- [Dataset content]:
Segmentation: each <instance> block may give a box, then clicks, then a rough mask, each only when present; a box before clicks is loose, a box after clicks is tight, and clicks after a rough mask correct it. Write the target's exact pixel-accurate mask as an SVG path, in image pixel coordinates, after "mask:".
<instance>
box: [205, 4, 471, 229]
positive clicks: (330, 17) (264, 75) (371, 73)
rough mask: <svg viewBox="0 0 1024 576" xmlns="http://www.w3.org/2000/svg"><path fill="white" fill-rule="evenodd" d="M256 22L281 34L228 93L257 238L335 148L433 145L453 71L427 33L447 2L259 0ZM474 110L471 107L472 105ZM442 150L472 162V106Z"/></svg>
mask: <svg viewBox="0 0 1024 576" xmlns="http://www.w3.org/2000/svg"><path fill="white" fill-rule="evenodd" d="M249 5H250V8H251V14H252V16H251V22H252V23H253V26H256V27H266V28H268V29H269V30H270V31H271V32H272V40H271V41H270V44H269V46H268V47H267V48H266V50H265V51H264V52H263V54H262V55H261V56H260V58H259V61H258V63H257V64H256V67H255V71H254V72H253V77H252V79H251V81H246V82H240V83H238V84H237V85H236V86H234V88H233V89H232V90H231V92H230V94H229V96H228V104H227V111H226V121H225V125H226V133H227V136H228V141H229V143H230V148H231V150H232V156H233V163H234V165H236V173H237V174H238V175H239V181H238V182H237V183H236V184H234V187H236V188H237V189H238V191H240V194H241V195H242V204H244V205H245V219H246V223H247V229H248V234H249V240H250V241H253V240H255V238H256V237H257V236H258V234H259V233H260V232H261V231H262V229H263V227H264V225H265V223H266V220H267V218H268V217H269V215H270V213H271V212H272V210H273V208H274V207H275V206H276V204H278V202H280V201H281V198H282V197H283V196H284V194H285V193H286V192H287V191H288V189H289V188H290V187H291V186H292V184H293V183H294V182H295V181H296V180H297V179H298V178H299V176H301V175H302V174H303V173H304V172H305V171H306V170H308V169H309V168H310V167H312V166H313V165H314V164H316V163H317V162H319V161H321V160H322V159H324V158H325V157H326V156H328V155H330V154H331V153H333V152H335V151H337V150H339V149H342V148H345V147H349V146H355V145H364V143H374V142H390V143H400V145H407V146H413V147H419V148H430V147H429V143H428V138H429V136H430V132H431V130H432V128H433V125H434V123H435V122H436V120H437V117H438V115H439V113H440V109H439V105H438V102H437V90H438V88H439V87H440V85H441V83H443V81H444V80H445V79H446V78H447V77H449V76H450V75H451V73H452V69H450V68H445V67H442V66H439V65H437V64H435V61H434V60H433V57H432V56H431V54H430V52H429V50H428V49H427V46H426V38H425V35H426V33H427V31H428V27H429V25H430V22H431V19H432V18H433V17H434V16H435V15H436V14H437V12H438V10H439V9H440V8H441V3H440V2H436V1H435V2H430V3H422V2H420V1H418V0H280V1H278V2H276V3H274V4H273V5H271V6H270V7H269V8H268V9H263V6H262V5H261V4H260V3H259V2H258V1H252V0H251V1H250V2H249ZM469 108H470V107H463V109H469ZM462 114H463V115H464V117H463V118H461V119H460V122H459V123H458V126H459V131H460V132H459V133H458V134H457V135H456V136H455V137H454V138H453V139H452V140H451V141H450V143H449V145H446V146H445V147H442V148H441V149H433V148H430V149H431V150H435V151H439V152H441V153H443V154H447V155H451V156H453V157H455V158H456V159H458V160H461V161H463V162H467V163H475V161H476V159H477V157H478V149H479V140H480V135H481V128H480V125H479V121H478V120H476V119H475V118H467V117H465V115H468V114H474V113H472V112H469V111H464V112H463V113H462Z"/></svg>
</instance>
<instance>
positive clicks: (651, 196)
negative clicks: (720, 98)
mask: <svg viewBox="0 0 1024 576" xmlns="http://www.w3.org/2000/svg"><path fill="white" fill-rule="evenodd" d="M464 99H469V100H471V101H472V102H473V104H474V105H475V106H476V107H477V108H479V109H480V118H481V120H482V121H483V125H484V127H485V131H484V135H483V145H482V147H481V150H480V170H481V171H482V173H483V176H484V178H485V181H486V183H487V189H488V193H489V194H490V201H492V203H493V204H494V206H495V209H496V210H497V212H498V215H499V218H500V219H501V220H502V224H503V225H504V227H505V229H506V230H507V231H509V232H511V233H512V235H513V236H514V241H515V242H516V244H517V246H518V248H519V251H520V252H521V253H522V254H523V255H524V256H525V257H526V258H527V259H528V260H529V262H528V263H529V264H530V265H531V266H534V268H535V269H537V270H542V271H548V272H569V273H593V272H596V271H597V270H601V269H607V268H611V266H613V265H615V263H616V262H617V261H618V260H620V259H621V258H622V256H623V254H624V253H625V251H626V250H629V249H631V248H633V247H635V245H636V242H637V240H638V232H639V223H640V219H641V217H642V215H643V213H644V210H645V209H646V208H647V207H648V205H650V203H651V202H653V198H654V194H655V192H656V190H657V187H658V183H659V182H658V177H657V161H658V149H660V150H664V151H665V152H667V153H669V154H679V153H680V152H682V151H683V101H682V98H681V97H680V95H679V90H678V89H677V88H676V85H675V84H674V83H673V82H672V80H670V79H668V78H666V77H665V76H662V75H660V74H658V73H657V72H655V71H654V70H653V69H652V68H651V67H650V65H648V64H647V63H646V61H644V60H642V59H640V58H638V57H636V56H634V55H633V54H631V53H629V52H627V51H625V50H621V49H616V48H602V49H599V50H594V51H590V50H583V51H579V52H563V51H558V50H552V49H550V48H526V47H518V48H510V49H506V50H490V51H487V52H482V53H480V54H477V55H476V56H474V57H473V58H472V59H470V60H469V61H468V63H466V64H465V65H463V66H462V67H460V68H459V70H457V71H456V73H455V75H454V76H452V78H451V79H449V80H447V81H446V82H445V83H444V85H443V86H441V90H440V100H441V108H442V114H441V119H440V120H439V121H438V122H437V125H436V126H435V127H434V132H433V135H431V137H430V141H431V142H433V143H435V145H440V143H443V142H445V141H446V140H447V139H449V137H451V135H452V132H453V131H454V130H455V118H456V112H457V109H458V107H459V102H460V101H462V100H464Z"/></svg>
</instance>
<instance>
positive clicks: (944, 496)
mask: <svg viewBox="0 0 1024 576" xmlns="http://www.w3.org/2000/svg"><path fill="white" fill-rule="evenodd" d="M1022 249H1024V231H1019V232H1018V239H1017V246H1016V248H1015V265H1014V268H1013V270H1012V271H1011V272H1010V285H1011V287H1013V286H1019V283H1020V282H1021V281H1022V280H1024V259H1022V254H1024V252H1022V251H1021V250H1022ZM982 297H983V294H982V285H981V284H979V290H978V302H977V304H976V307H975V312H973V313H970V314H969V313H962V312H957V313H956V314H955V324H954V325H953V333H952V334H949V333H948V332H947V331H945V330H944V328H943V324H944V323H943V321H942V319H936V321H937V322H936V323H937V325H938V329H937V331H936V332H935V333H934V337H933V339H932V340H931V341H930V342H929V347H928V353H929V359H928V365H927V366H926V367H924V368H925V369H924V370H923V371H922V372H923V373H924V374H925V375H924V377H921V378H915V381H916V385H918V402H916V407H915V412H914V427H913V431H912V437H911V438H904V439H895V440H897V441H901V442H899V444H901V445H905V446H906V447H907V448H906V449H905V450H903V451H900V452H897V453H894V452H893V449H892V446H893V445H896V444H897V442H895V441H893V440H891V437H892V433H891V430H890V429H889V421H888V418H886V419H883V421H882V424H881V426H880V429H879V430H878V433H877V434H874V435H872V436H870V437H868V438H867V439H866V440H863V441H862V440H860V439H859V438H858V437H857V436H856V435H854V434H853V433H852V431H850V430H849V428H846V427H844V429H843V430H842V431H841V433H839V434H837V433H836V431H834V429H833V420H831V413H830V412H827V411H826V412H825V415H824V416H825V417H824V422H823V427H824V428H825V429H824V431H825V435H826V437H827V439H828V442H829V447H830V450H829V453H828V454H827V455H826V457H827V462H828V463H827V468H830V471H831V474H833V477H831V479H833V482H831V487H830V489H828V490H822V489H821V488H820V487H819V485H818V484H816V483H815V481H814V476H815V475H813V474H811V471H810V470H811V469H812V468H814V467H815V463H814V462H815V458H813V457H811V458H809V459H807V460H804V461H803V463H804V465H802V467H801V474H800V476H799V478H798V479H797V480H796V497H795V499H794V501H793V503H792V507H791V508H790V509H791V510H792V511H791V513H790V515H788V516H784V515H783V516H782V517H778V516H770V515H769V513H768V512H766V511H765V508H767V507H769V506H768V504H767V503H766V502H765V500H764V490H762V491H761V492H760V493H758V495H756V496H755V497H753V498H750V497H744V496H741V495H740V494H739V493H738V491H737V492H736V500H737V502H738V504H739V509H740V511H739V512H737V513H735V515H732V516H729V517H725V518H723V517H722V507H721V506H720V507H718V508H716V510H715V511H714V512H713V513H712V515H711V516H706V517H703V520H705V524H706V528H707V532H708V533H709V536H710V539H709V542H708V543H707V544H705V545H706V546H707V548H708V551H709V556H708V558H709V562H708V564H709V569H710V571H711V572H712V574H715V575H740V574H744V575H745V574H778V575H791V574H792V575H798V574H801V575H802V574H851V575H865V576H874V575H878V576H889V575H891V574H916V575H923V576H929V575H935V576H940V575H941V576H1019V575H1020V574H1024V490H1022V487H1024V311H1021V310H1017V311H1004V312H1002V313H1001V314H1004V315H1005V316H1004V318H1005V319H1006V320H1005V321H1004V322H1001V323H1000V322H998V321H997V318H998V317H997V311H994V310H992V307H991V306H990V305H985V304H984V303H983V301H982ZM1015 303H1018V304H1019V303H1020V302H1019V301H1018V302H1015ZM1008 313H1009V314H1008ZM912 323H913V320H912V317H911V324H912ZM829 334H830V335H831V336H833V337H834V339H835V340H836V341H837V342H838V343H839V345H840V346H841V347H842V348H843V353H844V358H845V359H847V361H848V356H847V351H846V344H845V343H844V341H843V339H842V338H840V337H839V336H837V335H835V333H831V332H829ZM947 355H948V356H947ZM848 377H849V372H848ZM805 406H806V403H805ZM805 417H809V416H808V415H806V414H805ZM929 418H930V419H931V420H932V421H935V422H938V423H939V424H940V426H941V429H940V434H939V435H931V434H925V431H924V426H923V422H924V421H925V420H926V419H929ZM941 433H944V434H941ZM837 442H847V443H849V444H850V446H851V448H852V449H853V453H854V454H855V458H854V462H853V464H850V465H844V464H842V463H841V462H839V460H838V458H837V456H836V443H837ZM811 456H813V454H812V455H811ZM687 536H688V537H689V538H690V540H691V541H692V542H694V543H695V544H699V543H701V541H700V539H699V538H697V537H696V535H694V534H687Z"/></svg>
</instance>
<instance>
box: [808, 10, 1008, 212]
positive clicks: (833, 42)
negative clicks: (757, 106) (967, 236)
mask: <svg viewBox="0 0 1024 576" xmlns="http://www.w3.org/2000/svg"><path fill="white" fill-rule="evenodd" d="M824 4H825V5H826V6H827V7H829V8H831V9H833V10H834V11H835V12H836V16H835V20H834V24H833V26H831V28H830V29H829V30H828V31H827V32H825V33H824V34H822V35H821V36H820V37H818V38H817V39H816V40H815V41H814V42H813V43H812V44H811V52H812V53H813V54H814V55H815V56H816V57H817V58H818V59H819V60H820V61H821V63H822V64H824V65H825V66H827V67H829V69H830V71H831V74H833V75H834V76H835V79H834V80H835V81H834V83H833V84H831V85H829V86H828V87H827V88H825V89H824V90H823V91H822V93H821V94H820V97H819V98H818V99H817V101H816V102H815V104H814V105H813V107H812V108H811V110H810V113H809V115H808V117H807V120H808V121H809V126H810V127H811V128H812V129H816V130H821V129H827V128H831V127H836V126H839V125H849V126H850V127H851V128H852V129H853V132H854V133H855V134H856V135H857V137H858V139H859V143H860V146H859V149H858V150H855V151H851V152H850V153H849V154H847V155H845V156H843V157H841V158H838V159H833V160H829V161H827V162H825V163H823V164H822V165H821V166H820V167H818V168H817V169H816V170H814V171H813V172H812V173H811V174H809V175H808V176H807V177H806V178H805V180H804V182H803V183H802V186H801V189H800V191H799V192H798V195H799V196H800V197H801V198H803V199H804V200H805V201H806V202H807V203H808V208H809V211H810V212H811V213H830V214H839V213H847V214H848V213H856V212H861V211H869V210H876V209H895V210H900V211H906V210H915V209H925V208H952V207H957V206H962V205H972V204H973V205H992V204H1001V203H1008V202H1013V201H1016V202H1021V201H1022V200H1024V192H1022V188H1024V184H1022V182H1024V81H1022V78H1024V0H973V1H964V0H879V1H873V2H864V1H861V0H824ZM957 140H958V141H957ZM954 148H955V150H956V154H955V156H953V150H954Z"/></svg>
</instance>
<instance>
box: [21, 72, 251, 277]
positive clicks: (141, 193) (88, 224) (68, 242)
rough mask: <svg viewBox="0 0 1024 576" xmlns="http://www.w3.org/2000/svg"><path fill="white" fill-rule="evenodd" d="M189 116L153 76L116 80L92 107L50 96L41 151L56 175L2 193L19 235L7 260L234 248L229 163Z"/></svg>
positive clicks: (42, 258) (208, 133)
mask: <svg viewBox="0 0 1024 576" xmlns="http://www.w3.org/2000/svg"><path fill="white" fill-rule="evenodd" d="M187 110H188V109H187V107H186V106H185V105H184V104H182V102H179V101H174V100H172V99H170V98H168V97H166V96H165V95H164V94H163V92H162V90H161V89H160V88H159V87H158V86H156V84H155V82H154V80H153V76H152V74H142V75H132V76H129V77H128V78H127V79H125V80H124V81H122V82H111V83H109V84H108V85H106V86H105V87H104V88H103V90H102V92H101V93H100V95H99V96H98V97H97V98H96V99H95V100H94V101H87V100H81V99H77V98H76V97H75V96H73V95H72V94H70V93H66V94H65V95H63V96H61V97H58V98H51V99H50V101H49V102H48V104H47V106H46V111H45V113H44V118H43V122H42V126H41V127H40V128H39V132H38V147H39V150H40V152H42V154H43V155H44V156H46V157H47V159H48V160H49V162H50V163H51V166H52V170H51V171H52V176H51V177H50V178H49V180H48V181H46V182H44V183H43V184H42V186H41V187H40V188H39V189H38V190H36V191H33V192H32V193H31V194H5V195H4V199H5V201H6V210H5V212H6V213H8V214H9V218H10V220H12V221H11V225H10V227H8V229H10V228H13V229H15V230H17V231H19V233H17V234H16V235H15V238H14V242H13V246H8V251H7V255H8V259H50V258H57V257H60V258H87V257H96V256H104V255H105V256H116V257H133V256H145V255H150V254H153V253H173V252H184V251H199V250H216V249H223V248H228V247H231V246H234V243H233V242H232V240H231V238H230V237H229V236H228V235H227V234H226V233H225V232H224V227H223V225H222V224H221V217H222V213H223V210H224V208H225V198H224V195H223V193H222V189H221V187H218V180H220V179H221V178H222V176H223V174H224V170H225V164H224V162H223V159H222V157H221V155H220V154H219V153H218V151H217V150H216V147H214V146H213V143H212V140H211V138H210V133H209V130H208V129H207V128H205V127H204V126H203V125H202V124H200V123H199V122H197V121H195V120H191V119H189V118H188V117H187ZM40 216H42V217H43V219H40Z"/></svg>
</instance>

- [Aim of the task]: Reproduce the records from their first line through the line holding "box: [205, 4, 471, 229]", inclusive, unchanged.

- [Reply to the exercise]:
Segmentation: each <instance> block may give a box, then clicks, then a rough mask, each only when present; a box before clicks is loose, a box after clicks is tight, and clicks after a rough mask correct it. Write the target's exact pixel-accurate mask as an SVG path, in image pixel coordinates, after "mask:".
<instance>
box: [205, 4, 471, 229]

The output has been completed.